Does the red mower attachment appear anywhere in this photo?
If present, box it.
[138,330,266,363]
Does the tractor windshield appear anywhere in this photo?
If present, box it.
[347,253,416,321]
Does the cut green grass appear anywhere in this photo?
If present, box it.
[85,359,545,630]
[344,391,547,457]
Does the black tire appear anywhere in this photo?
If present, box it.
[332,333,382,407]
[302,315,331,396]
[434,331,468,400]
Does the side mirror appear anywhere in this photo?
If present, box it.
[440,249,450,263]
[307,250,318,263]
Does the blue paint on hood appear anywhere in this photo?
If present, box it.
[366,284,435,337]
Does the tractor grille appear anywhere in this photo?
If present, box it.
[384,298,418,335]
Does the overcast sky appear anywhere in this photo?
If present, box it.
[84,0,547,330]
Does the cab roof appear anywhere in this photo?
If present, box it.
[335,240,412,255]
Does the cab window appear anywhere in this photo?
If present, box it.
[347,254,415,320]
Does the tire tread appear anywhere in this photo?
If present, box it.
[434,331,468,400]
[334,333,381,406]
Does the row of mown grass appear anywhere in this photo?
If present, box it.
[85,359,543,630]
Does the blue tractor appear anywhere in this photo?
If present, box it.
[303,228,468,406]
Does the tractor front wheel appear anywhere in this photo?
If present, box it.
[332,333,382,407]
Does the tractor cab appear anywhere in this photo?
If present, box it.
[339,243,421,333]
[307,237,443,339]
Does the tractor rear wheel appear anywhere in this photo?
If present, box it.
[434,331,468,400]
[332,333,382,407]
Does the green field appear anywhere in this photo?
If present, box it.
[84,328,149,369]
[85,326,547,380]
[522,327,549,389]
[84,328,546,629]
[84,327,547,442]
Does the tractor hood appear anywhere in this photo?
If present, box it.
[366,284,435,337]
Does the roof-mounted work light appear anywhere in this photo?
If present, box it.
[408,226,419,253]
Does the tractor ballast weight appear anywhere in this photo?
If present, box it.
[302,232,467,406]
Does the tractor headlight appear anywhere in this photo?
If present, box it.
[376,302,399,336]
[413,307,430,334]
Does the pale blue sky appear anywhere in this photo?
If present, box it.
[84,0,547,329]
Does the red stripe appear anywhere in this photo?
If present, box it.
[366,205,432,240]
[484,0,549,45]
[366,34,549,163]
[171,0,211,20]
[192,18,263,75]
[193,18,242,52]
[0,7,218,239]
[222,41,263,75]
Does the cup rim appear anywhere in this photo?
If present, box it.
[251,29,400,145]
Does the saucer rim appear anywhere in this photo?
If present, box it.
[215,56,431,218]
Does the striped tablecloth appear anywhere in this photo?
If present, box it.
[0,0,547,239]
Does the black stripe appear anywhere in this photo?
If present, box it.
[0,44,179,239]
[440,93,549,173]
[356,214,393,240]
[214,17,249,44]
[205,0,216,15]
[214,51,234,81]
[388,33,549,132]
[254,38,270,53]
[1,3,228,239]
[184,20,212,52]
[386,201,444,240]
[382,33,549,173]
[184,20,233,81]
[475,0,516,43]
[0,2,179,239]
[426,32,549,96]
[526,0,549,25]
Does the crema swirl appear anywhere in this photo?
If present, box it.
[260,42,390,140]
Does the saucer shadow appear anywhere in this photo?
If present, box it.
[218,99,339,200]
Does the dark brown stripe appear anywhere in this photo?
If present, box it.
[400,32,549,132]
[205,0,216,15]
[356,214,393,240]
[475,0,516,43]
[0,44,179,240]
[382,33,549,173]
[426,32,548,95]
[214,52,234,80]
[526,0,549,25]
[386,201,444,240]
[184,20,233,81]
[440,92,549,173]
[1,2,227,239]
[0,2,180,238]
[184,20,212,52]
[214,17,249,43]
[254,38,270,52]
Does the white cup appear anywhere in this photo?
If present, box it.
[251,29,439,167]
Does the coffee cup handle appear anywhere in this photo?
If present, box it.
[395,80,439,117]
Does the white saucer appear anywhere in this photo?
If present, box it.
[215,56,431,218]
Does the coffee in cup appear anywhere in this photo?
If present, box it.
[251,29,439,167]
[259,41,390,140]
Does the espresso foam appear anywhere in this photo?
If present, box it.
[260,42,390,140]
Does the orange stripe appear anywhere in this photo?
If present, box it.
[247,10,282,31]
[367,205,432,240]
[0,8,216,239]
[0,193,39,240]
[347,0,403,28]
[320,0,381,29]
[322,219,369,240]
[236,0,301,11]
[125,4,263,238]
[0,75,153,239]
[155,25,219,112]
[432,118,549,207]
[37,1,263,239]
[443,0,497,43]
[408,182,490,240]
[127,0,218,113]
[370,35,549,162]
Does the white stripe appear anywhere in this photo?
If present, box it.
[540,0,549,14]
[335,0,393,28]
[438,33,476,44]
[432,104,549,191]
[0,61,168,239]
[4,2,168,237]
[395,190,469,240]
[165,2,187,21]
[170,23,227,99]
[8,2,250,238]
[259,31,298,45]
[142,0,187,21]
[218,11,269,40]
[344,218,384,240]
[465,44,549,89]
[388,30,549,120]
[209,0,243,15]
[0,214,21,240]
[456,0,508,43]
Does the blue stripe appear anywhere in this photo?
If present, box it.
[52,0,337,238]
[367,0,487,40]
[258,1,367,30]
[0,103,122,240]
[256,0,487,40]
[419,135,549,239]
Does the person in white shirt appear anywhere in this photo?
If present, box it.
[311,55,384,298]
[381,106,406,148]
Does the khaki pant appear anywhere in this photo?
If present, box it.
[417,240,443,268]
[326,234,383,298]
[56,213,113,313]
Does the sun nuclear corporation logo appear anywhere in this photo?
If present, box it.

• [TASK ITEM] Within the listing above, the range opens at the line with "Does the cut" and closes at the line with "Does the tractor cab". Reproduce exactly the lines of that range, including both ends.

• [RESPONSE FOR THIS EXERCISE]
Does the cut green grass appear anywhere in this photo?
If present, box it.
[85,359,545,630]
[344,391,547,457]
Does the black tire appear anywhere in this photo?
If present, box it.
[332,333,382,407]
[302,315,331,396]
[434,331,468,400]
Does the side mirror appear anywhere in this photo?
If present, box it.
[440,249,450,263]
[307,250,318,263]
Does the blue paint on hood appear anywhere in this photo?
If present, box it.
[366,284,435,337]
Does the tractor grille appear anywhere in this photo?
If present, box it.
[384,298,418,335]
Does the overcast sky appear anywhere in this photo?
If present, box it.
[84,0,547,330]
Does the cab roof appear anywhere in this photo?
If present, box it.
[335,240,412,255]
Does the cab window appear anywhere in this photo?
If present, box it.
[347,254,415,320]
Does the tire tread appear anywhere in this photo?
If present, box it.
[434,331,468,400]
[334,333,381,406]
Does the row of mown grass appear anywhere in this photo?
If present, box it.
[85,359,543,630]
Does the blue tractor appear anywhere in this photo?
If present, box it.
[303,228,468,406]
Does the tractor front wheel appear anywhere in this photo?
If present, box it.
[332,333,382,407]
Does the tractor cab appear anywhere in this photo?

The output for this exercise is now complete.